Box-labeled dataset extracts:
↓↓↓

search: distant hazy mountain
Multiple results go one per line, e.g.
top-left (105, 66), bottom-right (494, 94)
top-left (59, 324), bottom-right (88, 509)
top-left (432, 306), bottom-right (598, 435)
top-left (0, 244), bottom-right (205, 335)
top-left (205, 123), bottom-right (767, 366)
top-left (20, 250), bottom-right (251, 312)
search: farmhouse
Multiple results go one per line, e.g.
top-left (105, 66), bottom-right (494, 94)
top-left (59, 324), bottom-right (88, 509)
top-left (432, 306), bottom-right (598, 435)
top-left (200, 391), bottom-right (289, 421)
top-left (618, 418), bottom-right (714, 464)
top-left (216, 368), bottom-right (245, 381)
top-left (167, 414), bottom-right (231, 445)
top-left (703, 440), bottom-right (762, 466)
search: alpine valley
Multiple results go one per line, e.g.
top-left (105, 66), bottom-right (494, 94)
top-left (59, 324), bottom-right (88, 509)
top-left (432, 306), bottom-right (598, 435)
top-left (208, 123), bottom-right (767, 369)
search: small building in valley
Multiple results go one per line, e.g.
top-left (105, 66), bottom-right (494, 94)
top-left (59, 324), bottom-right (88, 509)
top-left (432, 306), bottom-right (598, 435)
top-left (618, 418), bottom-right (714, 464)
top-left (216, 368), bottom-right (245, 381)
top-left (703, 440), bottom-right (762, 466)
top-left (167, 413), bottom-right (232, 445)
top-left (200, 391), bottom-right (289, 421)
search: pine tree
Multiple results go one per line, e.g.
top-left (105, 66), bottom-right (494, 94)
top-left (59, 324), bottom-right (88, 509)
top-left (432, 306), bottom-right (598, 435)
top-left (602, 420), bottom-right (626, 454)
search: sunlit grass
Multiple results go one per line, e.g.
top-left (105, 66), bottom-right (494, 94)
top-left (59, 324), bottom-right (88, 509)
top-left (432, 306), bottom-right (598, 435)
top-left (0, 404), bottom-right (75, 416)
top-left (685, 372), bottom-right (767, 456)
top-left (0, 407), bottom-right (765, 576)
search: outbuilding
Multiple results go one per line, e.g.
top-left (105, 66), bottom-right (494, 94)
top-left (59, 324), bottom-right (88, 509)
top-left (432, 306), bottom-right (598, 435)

↑↑↑

WORK TO DO. Render the lines from the one containing "search: outbuilding" through the end of the records as a numbered list, omitting blank lines.

WRITTEN RESPONSE.
1. search: outbuilding
2. Multiple results go one per line, e.g.
3. top-left (105, 66), bottom-right (494, 94)
4. top-left (59, 324), bottom-right (88, 509)
5. top-left (432, 306), bottom-right (598, 435)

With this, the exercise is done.